Dataset excerpts on object pointing:
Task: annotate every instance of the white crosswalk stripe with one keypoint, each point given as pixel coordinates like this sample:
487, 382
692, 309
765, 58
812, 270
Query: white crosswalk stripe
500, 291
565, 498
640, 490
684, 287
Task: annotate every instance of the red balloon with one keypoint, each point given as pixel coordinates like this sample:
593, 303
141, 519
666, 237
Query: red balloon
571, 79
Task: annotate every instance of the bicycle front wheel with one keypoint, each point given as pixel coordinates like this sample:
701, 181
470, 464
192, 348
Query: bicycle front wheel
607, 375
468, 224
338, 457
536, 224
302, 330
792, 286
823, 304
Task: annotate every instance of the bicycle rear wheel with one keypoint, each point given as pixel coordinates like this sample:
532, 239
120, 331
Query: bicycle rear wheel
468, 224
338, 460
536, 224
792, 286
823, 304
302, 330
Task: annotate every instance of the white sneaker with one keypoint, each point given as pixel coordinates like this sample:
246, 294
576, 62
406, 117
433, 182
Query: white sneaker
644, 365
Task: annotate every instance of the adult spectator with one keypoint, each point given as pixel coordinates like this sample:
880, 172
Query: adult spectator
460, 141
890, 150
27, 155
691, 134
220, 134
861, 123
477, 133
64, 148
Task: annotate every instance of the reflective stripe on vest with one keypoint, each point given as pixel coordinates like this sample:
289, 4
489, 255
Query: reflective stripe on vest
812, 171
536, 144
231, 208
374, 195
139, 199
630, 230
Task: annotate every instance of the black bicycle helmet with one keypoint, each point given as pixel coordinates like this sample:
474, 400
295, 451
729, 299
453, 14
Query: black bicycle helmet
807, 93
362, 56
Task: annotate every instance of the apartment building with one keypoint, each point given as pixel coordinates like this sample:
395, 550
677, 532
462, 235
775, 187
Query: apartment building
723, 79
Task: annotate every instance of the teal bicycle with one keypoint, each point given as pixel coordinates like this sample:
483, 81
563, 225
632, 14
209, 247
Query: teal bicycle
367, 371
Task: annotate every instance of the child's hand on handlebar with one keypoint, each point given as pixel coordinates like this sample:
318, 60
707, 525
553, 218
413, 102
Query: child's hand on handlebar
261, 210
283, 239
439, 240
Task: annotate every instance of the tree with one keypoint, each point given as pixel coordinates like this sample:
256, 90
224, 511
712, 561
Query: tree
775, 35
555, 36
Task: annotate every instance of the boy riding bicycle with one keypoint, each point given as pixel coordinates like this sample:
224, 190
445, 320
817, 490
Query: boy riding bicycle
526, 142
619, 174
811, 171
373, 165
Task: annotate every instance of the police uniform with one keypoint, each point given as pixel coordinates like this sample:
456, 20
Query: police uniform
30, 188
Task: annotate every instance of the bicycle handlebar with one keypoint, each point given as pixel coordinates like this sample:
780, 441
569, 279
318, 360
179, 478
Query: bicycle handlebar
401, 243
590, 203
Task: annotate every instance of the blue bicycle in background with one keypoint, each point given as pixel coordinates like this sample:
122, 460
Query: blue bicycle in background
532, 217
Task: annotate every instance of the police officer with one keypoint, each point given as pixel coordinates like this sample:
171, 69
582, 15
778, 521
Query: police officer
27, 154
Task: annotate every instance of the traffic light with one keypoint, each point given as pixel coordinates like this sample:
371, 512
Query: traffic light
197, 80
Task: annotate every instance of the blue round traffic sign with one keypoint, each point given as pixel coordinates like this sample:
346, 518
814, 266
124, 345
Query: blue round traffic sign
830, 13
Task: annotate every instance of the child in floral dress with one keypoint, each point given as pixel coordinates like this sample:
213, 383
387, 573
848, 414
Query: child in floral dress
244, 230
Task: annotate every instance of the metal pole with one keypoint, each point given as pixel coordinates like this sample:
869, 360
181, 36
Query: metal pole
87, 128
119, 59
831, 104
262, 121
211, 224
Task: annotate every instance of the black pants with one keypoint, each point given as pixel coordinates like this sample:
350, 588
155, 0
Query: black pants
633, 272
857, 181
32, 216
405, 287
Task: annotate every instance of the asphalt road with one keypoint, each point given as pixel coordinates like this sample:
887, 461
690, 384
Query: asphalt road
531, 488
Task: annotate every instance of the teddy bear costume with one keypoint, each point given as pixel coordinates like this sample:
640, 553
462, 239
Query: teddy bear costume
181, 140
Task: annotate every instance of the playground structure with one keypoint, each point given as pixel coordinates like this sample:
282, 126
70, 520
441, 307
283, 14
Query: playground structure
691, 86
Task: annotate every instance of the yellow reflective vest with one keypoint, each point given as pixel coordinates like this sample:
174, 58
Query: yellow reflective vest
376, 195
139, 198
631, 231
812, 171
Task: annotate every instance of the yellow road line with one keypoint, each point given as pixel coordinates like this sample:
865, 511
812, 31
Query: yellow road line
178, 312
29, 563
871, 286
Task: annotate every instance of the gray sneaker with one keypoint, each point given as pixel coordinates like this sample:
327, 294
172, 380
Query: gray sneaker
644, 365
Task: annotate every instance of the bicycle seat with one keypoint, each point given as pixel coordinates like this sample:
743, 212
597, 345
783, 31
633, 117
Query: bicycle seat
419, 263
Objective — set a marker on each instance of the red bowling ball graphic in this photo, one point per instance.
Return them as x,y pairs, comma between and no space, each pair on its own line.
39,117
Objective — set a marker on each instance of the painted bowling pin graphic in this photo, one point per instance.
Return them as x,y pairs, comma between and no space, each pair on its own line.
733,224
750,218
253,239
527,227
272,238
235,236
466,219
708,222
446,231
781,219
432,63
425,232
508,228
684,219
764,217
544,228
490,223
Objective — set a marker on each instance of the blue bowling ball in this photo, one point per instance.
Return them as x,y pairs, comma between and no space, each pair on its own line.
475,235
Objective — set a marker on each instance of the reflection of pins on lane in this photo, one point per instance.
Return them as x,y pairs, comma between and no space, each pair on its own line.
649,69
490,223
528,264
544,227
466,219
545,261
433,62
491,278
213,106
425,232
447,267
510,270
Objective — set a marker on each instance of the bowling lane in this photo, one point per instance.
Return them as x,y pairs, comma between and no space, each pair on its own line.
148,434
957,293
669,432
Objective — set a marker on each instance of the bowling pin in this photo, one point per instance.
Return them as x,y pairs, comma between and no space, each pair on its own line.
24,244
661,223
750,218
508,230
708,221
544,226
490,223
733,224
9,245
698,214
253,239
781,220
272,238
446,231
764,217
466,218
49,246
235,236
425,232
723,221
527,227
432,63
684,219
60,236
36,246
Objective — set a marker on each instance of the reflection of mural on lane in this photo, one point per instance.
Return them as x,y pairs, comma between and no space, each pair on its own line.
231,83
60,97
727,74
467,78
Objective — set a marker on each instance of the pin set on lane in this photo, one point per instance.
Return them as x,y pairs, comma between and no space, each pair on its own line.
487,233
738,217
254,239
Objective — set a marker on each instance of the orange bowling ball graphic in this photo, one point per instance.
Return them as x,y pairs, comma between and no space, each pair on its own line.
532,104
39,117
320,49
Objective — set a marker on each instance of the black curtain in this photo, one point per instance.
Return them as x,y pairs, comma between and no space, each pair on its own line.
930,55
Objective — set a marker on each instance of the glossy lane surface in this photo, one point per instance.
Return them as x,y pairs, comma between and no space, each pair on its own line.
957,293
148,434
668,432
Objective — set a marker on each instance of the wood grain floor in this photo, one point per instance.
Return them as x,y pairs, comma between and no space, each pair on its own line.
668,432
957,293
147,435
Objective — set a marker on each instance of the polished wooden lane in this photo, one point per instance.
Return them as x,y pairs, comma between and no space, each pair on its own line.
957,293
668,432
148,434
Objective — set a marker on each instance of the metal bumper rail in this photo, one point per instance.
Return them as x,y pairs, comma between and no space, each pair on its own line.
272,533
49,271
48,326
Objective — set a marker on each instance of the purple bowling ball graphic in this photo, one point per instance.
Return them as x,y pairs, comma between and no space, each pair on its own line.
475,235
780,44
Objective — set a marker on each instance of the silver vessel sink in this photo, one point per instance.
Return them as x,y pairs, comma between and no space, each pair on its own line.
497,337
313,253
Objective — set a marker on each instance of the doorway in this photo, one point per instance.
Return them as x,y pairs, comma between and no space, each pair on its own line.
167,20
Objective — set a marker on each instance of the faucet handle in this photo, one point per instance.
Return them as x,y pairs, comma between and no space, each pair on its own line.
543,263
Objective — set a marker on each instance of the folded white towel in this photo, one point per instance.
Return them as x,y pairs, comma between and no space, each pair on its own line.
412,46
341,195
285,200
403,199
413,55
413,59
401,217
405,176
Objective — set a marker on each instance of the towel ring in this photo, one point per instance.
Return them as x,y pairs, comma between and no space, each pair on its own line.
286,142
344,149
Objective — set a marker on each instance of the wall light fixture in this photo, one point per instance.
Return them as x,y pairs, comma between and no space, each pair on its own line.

**Aim of the exercise:** Reproduce, word for word, only the lines from the one that contains "Objective — set a marker on each instance of the folded" through the final line.

**Final result:**
Objective — set a marker on each instance of the folded white towel in this photo, one point per instance.
Return them as x,y pairs, comma between and no space, each pair on its own line.
412,46
341,195
285,200
403,199
413,55
413,59
401,217
405,176
Objective — set a marker on each instance of the towel ring in this photo, one point per instance.
Return them as x,y pairs, comma between and no space, each pair on its own line.
286,142
344,149
Objective — set a marker on each instance of the wall light fixture in this photo, one point per instance.
Return them as x,y pairs, comma between and no space, each pair on its own line.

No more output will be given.